==== Data to process ====

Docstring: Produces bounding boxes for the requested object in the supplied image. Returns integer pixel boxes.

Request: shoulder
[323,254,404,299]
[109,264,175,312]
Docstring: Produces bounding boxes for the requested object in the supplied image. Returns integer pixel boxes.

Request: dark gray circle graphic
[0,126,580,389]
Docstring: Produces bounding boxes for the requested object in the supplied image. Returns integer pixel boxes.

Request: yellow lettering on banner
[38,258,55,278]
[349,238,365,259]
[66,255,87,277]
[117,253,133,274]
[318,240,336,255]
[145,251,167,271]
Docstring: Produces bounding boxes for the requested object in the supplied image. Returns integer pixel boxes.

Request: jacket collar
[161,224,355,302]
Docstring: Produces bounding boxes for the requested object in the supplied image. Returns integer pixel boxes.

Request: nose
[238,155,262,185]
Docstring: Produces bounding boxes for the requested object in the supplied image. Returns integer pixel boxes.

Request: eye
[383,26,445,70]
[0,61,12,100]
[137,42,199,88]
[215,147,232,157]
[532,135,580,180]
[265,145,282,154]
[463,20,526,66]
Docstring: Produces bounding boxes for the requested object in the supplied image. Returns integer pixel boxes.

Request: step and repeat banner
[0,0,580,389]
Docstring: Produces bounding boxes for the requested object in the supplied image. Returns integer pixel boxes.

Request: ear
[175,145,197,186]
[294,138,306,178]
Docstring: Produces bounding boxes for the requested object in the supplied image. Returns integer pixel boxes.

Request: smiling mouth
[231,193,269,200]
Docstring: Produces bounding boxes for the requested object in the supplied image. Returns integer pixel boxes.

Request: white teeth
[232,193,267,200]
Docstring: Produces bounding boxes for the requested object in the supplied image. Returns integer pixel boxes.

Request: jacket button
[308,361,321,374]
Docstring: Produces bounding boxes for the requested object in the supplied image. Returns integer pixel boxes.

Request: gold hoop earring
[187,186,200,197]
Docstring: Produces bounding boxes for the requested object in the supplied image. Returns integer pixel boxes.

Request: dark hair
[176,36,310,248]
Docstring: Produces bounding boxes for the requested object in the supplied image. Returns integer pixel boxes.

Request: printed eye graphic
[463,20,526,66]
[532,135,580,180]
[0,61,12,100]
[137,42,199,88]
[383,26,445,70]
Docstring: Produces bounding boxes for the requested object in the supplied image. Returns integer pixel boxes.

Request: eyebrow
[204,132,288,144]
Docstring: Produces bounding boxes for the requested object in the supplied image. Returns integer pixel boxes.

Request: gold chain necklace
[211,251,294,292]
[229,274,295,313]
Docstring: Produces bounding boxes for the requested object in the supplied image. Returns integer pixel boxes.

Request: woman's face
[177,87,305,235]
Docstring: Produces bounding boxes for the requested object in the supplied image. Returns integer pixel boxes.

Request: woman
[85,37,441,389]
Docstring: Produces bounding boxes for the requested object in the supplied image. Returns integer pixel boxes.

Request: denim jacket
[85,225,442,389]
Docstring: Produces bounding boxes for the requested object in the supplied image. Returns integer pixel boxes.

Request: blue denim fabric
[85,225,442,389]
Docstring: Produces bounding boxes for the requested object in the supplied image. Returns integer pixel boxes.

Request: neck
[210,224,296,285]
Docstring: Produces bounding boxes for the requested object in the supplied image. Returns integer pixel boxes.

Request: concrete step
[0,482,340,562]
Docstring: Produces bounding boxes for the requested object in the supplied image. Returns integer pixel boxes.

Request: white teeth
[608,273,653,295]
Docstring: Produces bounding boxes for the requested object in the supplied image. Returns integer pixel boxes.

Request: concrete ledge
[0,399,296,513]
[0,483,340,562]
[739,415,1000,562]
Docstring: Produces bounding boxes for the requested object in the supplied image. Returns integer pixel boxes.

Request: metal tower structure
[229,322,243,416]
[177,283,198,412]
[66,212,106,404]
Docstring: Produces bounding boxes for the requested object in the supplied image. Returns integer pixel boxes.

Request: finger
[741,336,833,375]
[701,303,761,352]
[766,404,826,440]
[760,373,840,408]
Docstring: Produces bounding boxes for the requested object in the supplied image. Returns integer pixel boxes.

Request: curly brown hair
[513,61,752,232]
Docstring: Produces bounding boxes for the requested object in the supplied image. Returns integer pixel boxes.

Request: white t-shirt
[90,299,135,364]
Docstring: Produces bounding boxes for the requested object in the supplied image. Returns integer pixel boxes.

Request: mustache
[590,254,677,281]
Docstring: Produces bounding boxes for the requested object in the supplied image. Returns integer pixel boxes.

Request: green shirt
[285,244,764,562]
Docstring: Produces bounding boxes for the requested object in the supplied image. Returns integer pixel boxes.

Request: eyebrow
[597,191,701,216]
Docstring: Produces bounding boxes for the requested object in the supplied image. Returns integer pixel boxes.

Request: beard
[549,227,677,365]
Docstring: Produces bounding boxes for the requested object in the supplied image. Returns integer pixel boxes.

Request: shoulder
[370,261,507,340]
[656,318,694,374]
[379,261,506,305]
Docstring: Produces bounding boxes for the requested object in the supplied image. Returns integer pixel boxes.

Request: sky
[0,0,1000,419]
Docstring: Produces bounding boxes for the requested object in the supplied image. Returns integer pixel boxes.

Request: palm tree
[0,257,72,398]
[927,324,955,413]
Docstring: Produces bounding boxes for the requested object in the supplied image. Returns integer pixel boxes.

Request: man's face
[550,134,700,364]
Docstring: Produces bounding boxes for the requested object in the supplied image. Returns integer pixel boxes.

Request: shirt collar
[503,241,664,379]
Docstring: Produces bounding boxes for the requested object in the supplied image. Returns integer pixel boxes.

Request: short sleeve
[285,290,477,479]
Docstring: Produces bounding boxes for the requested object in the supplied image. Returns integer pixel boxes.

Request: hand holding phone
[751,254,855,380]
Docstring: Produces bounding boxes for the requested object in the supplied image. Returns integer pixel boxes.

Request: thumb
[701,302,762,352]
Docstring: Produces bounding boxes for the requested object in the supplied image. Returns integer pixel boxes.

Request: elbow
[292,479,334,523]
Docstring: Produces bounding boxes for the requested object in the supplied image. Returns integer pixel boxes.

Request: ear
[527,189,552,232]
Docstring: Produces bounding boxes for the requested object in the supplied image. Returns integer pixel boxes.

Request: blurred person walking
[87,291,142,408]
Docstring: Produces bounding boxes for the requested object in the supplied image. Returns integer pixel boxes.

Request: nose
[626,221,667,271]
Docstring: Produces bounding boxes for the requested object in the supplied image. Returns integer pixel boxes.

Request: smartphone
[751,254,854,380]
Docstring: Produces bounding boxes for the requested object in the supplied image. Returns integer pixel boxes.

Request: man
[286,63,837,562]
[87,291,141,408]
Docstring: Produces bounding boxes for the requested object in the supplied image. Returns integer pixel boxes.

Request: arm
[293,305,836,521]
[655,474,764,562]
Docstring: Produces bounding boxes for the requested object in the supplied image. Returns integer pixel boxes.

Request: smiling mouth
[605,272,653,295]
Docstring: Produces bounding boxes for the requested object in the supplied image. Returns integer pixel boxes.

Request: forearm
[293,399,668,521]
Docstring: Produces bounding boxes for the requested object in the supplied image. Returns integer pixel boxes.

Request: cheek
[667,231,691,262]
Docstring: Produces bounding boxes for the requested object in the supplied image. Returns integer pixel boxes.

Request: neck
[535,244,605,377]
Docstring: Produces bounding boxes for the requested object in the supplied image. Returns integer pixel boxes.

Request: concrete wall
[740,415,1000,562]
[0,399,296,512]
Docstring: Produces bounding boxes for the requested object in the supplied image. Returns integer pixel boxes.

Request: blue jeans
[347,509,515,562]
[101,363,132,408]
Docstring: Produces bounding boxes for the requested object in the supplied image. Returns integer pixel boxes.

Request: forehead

====
==== Data to process ====

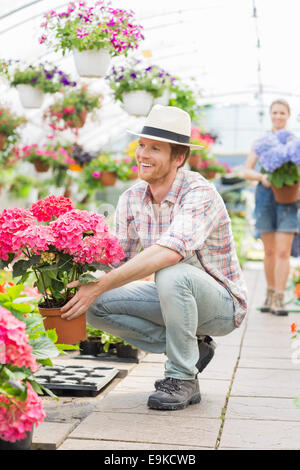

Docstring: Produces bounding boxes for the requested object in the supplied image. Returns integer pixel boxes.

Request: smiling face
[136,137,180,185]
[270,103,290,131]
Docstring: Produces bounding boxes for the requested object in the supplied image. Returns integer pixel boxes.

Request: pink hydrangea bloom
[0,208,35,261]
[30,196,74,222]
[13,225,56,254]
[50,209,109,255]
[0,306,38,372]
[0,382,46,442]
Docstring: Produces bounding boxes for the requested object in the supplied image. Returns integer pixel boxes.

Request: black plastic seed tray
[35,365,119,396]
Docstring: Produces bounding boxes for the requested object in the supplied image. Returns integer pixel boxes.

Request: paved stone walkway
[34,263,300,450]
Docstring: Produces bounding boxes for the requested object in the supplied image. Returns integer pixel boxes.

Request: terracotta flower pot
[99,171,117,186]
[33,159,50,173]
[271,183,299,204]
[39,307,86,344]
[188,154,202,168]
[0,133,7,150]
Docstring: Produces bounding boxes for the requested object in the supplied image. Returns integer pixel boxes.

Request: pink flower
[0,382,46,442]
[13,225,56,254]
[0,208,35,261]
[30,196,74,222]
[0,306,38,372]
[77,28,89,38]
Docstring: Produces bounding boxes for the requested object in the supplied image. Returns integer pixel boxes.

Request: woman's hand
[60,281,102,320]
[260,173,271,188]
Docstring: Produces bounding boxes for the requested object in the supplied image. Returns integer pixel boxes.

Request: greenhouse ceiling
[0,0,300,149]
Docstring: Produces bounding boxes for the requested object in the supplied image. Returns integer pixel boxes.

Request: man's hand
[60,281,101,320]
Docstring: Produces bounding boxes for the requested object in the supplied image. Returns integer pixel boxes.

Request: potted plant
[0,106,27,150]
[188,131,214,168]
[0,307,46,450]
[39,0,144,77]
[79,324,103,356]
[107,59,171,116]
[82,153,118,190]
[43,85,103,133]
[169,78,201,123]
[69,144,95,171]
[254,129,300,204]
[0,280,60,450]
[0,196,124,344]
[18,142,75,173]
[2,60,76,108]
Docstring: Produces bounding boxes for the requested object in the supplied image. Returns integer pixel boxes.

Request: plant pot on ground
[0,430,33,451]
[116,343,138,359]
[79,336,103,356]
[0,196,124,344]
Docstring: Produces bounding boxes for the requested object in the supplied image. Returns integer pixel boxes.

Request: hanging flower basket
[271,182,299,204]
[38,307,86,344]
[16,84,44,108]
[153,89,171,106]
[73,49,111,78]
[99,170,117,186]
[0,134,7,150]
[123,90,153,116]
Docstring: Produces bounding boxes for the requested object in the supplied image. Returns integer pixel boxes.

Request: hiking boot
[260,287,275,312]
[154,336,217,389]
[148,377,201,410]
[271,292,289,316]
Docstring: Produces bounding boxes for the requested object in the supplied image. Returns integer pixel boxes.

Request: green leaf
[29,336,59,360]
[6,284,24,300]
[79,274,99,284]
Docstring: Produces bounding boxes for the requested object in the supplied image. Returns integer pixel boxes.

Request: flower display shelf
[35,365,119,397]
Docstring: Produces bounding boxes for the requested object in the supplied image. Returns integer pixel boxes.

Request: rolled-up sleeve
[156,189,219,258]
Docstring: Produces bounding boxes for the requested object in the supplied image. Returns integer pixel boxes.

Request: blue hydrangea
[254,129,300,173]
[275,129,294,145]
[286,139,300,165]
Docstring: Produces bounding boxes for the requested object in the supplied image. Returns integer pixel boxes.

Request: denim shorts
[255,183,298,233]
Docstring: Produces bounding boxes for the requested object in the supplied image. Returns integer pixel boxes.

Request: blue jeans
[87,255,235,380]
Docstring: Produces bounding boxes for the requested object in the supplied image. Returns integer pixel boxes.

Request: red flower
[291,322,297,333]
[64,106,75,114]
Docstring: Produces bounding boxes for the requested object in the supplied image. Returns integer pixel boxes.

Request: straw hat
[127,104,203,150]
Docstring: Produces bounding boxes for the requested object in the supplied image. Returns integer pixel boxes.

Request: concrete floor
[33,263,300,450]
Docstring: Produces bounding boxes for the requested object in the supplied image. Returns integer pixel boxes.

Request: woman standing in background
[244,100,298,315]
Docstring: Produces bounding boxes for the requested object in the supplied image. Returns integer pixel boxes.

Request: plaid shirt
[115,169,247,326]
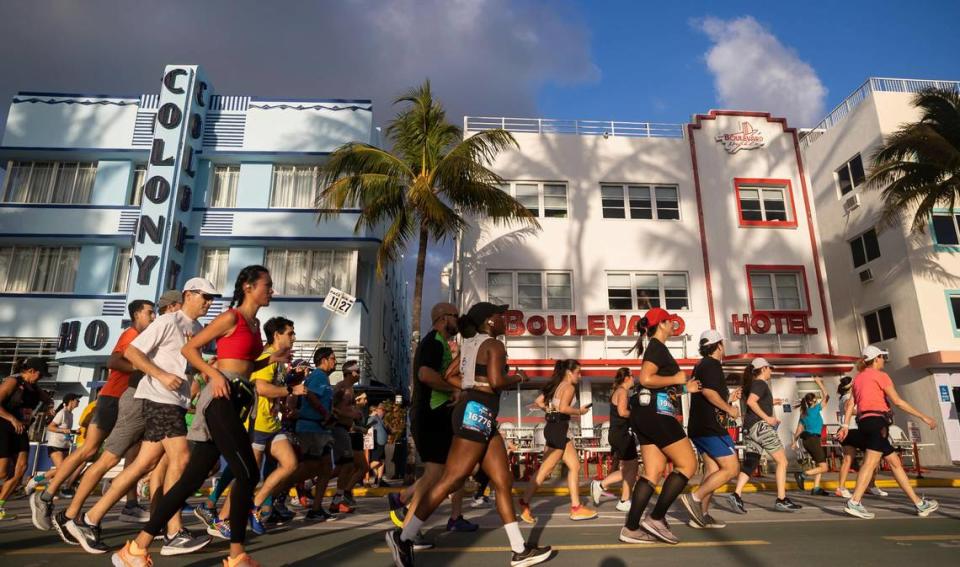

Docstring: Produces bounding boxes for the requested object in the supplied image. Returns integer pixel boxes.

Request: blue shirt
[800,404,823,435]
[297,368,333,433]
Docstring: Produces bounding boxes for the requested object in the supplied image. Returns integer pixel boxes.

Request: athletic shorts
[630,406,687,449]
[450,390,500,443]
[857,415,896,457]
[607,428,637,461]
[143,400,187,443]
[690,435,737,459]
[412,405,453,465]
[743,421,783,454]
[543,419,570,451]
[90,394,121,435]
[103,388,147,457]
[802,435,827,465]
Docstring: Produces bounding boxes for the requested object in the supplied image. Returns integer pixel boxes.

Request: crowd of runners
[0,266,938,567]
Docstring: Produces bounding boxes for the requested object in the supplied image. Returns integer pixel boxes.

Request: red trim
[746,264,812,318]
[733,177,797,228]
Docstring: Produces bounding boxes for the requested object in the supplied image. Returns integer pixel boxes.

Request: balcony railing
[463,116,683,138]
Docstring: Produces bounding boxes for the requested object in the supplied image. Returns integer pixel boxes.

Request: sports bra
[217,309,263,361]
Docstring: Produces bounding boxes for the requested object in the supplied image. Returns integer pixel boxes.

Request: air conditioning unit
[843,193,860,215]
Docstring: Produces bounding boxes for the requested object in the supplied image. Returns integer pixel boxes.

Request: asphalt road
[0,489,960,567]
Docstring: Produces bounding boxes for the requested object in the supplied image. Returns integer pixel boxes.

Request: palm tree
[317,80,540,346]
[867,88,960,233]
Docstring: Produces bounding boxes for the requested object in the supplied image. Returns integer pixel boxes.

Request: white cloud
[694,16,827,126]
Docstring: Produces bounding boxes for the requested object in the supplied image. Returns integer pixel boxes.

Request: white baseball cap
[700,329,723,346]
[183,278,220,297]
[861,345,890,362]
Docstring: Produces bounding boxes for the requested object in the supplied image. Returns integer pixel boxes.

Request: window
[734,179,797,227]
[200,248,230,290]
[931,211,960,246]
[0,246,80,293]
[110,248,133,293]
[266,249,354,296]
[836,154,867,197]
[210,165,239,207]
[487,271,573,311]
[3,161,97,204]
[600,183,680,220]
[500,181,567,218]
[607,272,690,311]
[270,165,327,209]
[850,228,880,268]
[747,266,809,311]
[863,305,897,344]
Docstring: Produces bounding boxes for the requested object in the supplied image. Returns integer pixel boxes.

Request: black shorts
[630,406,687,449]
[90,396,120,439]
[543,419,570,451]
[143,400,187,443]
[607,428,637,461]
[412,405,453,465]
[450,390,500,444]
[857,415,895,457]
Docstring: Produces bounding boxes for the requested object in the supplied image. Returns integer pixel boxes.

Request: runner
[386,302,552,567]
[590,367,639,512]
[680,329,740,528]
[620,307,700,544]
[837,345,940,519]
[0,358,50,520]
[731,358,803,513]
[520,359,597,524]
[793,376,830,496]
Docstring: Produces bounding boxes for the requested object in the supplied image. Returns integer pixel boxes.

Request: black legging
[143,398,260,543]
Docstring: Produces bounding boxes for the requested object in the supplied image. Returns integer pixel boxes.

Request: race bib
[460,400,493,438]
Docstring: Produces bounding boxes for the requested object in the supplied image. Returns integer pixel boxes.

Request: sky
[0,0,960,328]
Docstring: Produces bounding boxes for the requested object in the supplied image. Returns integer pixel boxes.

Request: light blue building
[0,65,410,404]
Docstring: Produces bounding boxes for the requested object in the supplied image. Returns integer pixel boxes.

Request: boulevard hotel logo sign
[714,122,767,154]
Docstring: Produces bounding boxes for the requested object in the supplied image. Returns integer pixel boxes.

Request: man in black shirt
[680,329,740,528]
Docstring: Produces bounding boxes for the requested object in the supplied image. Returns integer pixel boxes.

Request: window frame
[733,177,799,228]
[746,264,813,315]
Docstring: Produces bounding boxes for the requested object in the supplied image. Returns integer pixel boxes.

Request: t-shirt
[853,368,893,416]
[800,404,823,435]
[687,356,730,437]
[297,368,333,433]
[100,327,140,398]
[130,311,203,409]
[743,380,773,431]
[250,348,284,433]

====
==== Data to process ====

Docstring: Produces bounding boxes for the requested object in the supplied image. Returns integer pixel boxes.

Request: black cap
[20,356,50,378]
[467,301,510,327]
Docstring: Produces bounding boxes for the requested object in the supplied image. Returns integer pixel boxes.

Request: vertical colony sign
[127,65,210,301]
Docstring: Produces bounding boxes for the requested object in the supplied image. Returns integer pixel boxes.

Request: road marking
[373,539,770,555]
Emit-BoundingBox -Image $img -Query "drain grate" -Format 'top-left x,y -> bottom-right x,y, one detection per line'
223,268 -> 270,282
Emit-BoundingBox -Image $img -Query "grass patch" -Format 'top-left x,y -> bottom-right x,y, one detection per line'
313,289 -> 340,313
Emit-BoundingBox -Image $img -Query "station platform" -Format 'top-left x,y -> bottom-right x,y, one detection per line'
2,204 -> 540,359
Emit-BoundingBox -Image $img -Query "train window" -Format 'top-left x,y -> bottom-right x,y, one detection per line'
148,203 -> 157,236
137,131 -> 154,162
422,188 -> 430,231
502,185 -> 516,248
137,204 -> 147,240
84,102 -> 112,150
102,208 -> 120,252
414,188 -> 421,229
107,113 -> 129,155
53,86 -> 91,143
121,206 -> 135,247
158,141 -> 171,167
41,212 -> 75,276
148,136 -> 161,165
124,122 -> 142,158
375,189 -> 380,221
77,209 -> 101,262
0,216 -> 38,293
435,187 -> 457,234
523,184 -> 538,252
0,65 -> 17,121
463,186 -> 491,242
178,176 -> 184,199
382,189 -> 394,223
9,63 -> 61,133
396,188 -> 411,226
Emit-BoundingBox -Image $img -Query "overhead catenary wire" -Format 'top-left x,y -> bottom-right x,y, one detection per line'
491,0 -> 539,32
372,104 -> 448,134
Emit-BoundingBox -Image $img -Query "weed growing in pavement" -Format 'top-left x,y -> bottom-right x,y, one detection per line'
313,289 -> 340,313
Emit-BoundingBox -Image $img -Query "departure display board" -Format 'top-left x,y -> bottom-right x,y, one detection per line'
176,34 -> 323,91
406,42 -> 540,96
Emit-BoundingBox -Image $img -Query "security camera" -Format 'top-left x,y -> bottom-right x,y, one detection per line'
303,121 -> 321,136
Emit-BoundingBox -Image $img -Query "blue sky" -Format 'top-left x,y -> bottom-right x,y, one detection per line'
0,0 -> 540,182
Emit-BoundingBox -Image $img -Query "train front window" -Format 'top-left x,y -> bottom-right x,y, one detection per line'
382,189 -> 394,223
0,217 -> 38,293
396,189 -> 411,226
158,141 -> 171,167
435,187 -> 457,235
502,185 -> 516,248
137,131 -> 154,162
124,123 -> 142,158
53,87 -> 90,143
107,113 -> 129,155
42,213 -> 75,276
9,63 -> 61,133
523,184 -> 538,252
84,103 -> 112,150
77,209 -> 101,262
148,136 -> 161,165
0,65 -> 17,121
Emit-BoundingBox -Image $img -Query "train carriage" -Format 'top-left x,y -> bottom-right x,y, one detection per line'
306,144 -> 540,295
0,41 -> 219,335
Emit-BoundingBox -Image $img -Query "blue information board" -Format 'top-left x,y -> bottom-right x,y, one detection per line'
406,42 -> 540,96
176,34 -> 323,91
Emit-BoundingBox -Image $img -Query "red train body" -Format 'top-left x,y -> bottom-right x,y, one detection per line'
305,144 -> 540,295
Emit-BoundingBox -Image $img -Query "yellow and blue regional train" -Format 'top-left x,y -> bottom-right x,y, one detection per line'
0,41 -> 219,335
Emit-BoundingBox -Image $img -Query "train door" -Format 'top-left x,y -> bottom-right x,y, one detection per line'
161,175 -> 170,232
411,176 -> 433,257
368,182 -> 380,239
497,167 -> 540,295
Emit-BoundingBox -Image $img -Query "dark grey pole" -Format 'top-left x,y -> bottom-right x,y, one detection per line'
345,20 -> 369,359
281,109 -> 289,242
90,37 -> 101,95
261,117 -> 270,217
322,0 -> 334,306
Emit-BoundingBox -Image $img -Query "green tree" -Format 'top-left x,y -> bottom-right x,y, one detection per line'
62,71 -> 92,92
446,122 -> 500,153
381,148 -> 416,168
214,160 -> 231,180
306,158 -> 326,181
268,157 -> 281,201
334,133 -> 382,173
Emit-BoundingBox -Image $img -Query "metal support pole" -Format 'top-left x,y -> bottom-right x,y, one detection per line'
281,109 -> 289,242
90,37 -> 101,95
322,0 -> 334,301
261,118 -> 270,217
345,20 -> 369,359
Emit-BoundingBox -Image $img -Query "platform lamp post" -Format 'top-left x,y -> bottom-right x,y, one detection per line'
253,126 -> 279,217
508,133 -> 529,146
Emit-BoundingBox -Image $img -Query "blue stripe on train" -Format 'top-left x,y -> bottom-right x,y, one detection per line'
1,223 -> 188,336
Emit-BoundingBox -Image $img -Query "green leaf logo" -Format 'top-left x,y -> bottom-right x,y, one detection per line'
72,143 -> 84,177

====

* Requirement: Which rows above contain the string "shorts"? Copy out each one, treating uppercase and lowercase as different.

* Response below:
Request: denim shorts
Request: athletic shorts
Request: black shorts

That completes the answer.